> Collected data entries:
· · · · ·

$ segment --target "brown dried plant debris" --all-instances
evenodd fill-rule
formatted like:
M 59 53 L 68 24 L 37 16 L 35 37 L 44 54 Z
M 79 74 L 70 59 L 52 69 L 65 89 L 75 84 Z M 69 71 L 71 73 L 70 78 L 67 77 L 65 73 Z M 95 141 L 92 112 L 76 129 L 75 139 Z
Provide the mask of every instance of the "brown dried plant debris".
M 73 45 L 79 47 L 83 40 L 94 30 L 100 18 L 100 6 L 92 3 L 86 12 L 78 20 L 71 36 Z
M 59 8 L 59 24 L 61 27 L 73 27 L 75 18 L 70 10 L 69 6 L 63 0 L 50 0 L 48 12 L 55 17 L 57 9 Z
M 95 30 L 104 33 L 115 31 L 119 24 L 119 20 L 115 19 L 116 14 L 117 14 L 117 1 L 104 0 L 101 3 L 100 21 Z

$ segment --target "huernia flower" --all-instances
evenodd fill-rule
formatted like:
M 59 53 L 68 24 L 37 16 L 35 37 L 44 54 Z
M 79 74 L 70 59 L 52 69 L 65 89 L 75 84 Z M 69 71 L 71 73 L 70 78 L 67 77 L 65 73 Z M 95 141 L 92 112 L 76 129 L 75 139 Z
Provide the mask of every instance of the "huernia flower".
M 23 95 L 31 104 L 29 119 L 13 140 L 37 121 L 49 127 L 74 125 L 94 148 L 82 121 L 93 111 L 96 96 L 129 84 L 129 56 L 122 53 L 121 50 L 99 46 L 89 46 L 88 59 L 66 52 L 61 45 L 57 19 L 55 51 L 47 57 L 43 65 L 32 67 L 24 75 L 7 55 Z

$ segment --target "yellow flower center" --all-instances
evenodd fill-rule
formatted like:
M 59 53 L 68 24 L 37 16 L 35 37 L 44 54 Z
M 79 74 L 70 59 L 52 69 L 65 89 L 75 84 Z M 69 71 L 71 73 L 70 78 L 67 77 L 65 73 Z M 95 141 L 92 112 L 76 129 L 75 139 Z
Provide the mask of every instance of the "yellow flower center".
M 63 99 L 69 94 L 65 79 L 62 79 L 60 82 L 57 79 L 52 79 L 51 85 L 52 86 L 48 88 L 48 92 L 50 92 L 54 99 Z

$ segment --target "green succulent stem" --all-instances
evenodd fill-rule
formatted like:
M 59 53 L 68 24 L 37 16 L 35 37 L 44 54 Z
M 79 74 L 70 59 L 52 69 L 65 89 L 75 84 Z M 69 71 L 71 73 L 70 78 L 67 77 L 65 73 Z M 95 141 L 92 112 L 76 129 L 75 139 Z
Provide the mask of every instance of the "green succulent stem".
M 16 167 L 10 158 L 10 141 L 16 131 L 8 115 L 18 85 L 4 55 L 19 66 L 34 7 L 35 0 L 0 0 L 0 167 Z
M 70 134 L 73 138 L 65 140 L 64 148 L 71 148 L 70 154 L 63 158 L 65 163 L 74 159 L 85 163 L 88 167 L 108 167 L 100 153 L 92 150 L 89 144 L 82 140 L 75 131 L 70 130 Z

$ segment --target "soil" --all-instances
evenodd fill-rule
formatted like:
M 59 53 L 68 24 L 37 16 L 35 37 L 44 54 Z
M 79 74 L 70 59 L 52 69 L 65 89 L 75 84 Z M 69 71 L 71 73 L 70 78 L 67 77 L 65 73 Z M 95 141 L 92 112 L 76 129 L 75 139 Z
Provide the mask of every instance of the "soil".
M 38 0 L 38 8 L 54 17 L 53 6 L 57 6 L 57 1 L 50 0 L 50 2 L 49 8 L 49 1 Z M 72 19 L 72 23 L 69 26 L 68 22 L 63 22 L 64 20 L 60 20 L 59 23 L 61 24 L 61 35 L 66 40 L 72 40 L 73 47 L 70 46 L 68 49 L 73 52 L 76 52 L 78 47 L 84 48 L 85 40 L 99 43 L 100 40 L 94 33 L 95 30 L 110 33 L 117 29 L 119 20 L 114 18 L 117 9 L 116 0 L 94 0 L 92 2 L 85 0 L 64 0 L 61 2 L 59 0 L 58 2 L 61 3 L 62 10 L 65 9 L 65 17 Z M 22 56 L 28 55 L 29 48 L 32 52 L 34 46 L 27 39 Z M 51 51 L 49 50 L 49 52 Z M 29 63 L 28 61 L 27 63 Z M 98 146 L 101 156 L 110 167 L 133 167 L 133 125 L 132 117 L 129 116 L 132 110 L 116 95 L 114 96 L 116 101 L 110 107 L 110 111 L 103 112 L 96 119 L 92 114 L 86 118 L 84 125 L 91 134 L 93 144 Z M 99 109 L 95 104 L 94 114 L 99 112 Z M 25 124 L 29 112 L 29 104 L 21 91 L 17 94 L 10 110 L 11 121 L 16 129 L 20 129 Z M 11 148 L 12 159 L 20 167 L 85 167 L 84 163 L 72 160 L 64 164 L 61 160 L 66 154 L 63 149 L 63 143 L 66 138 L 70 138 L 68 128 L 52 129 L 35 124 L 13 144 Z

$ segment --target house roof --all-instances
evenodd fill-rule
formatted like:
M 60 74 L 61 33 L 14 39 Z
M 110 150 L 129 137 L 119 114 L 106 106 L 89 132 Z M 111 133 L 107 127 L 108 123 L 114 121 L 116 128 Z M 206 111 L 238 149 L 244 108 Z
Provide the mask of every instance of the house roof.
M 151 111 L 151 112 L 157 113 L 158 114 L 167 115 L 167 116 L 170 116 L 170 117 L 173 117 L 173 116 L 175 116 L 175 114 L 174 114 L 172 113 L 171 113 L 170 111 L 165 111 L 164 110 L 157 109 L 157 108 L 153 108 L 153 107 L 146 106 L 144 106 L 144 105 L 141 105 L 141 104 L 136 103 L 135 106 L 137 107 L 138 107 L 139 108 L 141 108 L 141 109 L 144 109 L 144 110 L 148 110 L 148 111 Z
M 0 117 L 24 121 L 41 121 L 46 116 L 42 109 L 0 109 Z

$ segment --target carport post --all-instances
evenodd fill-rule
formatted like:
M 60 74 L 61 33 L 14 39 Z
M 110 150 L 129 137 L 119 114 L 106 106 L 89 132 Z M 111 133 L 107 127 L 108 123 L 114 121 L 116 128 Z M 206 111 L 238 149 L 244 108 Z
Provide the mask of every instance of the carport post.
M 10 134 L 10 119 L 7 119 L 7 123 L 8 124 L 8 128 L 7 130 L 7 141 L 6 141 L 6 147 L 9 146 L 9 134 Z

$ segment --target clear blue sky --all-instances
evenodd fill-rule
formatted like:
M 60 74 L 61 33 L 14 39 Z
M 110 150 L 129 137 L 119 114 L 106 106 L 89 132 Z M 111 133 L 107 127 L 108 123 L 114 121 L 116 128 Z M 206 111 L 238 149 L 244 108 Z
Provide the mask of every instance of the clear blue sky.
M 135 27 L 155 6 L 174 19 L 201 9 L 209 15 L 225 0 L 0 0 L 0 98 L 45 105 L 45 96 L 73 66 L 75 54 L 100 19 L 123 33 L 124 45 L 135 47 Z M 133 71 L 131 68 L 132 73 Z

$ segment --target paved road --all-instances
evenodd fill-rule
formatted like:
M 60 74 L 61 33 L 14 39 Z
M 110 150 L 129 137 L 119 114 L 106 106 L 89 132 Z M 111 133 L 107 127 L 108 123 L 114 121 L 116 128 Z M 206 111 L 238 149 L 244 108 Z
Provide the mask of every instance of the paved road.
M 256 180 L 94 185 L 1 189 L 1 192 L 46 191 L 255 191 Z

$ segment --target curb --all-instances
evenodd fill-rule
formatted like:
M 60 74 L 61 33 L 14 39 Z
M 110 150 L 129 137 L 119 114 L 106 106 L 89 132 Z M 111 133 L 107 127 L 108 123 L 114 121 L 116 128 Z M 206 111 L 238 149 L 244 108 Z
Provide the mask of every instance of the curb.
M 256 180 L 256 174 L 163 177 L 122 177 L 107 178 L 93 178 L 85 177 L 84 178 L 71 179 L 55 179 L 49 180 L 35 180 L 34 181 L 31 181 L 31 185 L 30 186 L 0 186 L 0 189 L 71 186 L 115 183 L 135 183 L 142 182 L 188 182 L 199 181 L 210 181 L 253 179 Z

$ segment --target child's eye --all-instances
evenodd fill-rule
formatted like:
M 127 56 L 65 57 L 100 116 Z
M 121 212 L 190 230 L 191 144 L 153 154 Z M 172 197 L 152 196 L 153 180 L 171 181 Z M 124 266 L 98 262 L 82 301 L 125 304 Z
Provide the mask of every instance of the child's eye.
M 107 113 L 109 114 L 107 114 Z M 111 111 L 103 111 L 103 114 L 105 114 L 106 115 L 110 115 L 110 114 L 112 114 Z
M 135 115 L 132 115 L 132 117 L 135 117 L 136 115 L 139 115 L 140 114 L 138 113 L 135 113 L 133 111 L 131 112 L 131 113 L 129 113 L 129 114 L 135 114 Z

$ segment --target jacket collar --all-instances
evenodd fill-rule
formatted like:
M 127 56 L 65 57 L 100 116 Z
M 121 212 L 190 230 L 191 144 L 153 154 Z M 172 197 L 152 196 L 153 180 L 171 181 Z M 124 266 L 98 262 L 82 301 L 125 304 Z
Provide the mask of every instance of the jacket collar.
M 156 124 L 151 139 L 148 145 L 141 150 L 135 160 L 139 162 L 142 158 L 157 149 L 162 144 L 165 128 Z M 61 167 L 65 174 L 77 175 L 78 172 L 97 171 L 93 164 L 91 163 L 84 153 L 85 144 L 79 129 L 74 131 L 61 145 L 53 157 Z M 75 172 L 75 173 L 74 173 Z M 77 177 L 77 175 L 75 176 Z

· · · · ·

> TO BE DONE: Could you copy the listing above word for word, starting at its first line and ending with the line that contains "M 63 99 L 69", including both of those lines?

> EXERCISE RESPONSE:
$ segment --target "brown dried plant debris" --all-instances
evenodd fill-rule
formatted like:
M 59 53 L 68 24 L 37 16 L 35 37 L 44 54 Z
M 79 74 L 70 59 L 52 69 L 65 89 L 75 84 Z M 69 71 L 71 73 L 70 78 L 67 77 L 65 73 Z M 95 141 L 92 112 L 76 129 L 75 139 Z
Provide the mask of every instance of the "brown dried plant debris".
M 73 45 L 79 47 L 83 40 L 94 30 L 100 18 L 100 6 L 92 3 L 86 12 L 78 20 L 71 36 Z
M 59 8 L 59 24 L 61 27 L 73 27 L 75 18 L 70 10 L 69 6 L 63 0 L 50 0 L 48 12 L 55 17 L 57 9 Z
M 95 30 L 104 33 L 115 31 L 119 24 L 119 20 L 115 19 L 116 14 L 117 14 L 117 1 L 104 0 L 101 3 L 100 21 Z

$ segment --target "huernia flower" --all-instances
evenodd fill-rule
formatted like:
M 59 53 L 68 24 L 37 16 L 35 37 L 44 54 Z
M 79 74 L 70 59 L 52 69 L 65 89 L 75 84 Z M 69 71 L 71 73 L 70 78 L 67 77 L 65 73 Z M 95 141 L 92 112 L 76 129 L 75 139 Z
Provide the mask of every instance of the "huernia flower".
M 23 95 L 31 104 L 29 119 L 13 140 L 37 121 L 49 127 L 74 125 L 94 148 L 82 121 L 93 111 L 96 96 L 129 84 L 129 56 L 122 53 L 121 50 L 99 46 L 89 46 L 88 59 L 66 52 L 61 45 L 57 19 L 55 51 L 47 57 L 43 65 L 32 67 L 24 75 L 7 55 Z

$ segment --target "yellow flower center" --all-instances
evenodd fill-rule
formatted like:
M 59 53 L 68 24 L 37 16 L 35 37 L 44 54 Z
M 79 74 L 70 59 L 52 69 L 65 89 L 75 84 Z M 69 71 L 71 73 L 70 78 L 67 77 L 65 73 Z M 95 141 L 92 112 L 76 129 L 75 139 Z
Provide the mask of every instance of the "yellow flower center".
M 63 99 L 69 94 L 65 79 L 62 79 L 60 82 L 57 79 L 52 79 L 51 85 L 52 86 L 48 88 L 48 92 L 50 92 L 54 99 Z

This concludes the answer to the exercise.